- **Aim of the exercise**: In the article on Kashmiri singers from the Sonawari belt below, what instrument does Aslam say he learned to play after joining the Institute of Music and Fine Arts?

- **Selected passage**:
+---+
For the last thirty years when the gloom and gore enforced mourning’s as the new priority, the Kashmiri song chose one of the most violent belts for survival. Shams Irfan meets the new generation of professional singers from Sonawari belt who have made the art as their profession and the experiment has been an astounding success
In 1990, when Abdul Rashid Yatoo became the proud father of the third son, the excited folk singer instantly decided to pass on his legacy to one of his sons. A resident of impoverished Sodnari village in Bandipora’s Sonawari belt, Yatoo earned his living by singing in private functions and sufiana mehfils (sort of religious gatherings). As Yatoo became popular in the belt, people started recognising him as Rashid Sodnari, a title he would pass on to his youngest son Mohammad Aslam Yatoo, along with his musical legacy.
“My father was keen that at least one of his sons should learn singing,” said Aslam. “He finally chose me.”
Aslam, now 28, started his musical journey in his teens by learning Kashmiri folk music from his father. “My first teacher was my father who is a known face in Kashmiri folk,” said Aslam. “After learning folk I went on to learn light Kashmiri music that includes Ghazals.”
Once in the cultural circuit, Aslam started understanding the market gradually. Soon, he realised that people are keen to get back to their roots and explore Kashmiri sufi folk, in a new way, slightly evolved, slightly modern. This renewed love for local folk among a new generation of Kashmiris made young singers like Aslam see hope and future in their passion, they were so keen to make a profession. “I quickly started learning Kashmiri folk as well,” said Aslam.
In 2006, Aslam joined the state-run Institute of Music and Fine Arts, Rajbagh in Srinagar to formally start his journey as a singer. “In the meantime, I also learned to play the harmonium.”
Two years later Aslam formed his own ensemble, comprising local artists who could play Sarangi, Rabab, Tumbaknari and Nout. The formation of a musical group is prerequisite for a singer to get formally affiliated with Radio Kashmir, one of two official platforms available for young singers like Aslam. The other is Doordarshan.
+---+
- **Data extract**:
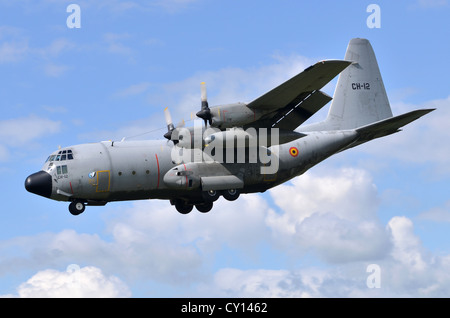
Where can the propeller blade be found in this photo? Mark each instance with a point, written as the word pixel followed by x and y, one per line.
+---+
- **Answer to the problem**: The harmonium.